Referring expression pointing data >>
*** Begin section ***
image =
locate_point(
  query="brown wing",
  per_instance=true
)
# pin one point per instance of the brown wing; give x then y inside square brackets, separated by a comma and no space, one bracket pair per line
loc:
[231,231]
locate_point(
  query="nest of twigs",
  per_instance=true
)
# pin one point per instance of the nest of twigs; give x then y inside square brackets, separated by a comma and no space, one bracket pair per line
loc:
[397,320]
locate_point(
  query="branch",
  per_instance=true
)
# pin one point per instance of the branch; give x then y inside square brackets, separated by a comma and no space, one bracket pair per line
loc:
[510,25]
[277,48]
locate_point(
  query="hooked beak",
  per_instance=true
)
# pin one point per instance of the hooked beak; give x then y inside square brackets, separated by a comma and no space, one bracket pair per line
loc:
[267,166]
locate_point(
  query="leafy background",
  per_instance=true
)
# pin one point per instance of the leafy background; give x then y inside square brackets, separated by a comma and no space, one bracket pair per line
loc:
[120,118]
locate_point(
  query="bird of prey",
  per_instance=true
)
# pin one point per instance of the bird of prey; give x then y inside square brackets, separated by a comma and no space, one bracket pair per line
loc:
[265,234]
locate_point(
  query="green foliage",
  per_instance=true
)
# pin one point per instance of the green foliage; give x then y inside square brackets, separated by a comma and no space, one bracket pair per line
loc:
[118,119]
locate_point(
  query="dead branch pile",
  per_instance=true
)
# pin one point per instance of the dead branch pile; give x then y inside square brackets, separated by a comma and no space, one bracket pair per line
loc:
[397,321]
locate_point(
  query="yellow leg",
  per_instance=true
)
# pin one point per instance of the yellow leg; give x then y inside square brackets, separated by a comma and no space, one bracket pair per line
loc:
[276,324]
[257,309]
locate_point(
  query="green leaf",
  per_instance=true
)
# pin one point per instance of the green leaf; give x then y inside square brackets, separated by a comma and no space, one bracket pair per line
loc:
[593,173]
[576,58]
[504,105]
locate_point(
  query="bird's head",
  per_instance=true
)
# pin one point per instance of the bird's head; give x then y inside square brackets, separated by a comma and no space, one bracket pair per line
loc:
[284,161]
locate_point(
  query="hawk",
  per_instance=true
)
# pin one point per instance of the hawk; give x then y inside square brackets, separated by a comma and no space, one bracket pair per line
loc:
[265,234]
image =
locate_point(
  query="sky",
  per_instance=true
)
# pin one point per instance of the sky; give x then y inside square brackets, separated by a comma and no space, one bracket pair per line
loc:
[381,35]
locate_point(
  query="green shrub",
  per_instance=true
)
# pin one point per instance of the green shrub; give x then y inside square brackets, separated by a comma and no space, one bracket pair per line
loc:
*** End section ***
EXERCISE DESCRIPTION >>
Above are the entries; give them back verbatim.

FINAL ANSWER >>
image =
locate_point(
  query="brown wing",
  per_instance=true
)
# pin one point per instance of the brown wing; give x then y inside square brackets, separated by a comma and no space, one bracket pair per line
loc:
[231,231]
locate_point(
  query="nest of twigs",
  per_instance=true
)
# pin one point per instance of the nest of twigs; give x then y inside square brackets, separated by a comma and no space, one bracket pair per line
loc:
[397,320]
locate_point(
  query="branch",
  per_instance=true
)
# pin one point per instance of the branch; give x then y inside square brackets, separated by a comma and no space, one bracket pair per line
loc:
[510,25]
[277,48]
locate_point(
  query="hooked beak",
  per_instance=true
)
# pin one point per instance of the hooked beak; give x then y inside square brackets, separated by a comma and no space, one bracket pair per line
loc:
[267,166]
locate_point(
  query="leafy background",
  per_instance=true
)
# pin one point per instance of the leafy background; give x then y inside square brackets, separated by a comma and no space, one bracket pair per line
loc:
[120,118]
locate_point(
  query="bird of prey",
  per_instance=true
)
# pin one point per instance of the bird of prey; give x then y inside square brackets, separated by a comma and no space, one bracket pair per line
loc:
[265,234]
locate_point(
  query="green foliage",
  per_instance=true
)
# pin one point per instance of the green foliage; give x then y inside square brackets, separated by a comma and no space, one bracket pair per line
loc:
[118,119]
locate_point(
  query="dead branch pile",
  per_instance=true
)
# pin one point per instance of the dead branch pile; give x then y inside square brackets, separated by a comma and no space, one bracket pair per line
loc:
[397,321]
locate_point(
  query="yellow leg",
  per_instance=true
)
# pin one point per instance of the yellow leg; give x then y inside square brackets, separated by a comma and no space, one bracket pair per line
loc:
[276,324]
[257,309]
locate_point(
  query="green leaf",
  per_instance=true
)
# pin one point per instance of the green leaf; give x then y inside square brackets, separated by a comma and no space, one bracket pair per line
loc:
[593,173]
[576,58]
[504,105]
locate_point(
  query="bird's head",
  per_instance=true
)
# pin one point per instance of the bird's head; give x then y inside square brackets, separated by a comma and no space, one bracket pair per line
loc:
[284,161]
locate_point(
  query="hawk",
  per_instance=true
)
# pin one point per instance of the hawk; give x then y inside square brackets, separated by a comma and no space, one bracket pair per line
loc:
[265,234]
image =
locate_point(
  query="sky",
  per_instance=true
)
# pin one point per instance of the sky; give x then y inside square brackets, separated by a comma and no space, one bracket pair per line
loc:
[381,35]
locate_point(
  query="green shrub",
  per_instance=true
)
# pin one point per instance of the green shrub; give x then y inside square brackets, separated by a comma and no space, one bracket pair per line
loc:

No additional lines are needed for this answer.